_Material for this exercise_
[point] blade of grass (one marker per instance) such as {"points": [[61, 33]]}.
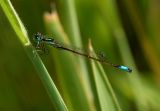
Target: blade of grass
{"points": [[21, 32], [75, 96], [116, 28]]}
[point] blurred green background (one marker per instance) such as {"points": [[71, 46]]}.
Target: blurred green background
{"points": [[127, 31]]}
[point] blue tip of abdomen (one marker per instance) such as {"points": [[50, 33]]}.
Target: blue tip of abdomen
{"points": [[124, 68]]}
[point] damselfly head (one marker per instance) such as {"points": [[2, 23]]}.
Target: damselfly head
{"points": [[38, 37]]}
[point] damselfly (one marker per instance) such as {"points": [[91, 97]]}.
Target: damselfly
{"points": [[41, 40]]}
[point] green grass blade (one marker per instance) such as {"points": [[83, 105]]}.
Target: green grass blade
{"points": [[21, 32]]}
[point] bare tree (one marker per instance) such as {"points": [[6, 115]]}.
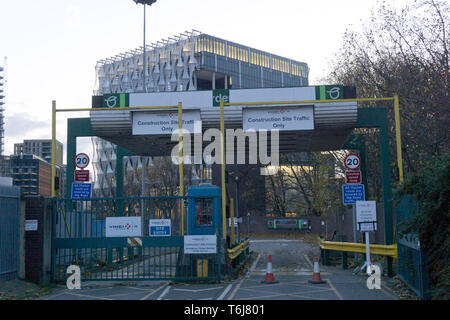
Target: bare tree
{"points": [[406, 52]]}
--
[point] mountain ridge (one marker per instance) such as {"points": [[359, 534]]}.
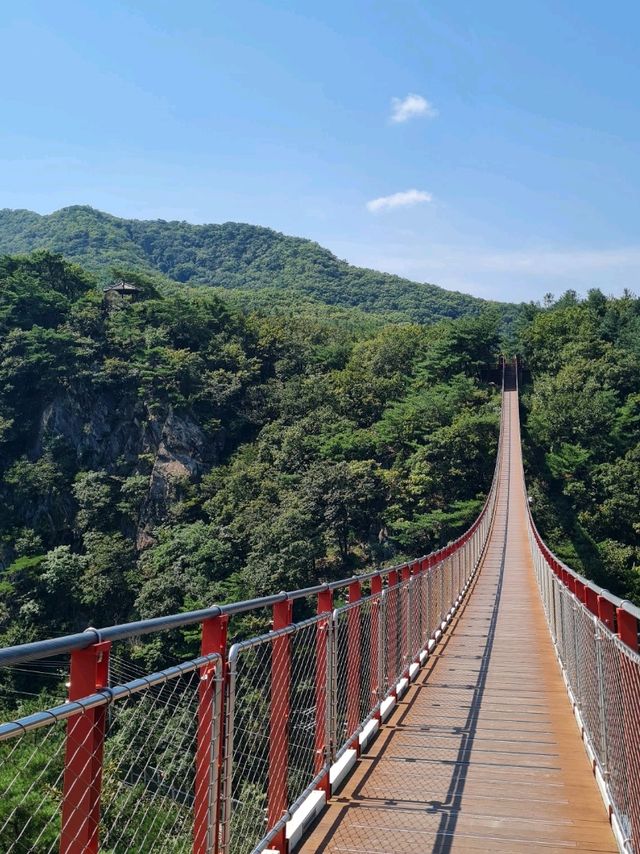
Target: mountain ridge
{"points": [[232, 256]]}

_About this task_
What this exercise asks for is every line of the data above with the word "such".

_Reply to the exercise_
[point] blade of grass (one marker per instance) such as {"points": [[61, 33]]}.
[point] blurred green background (one marker per instance) such as {"points": [[71, 46]]}.
[point] blue tip of abdomen (one marker per instance) such as {"points": [[50, 33]]}.
[point] damselfly head (one marker per instance) such as {"points": [[2, 23]]}.
[point] damselfly (one marker per instance) such as {"points": [[91, 97]]}.
[point] green grass blade (one marker per instance) such as {"points": [[83, 105]]}.
[point] bare tree (one marker per instance) such as {"points": [[6, 115]]}.
[point] mountain ridge (one marker per instance) such as {"points": [[359, 534]]}.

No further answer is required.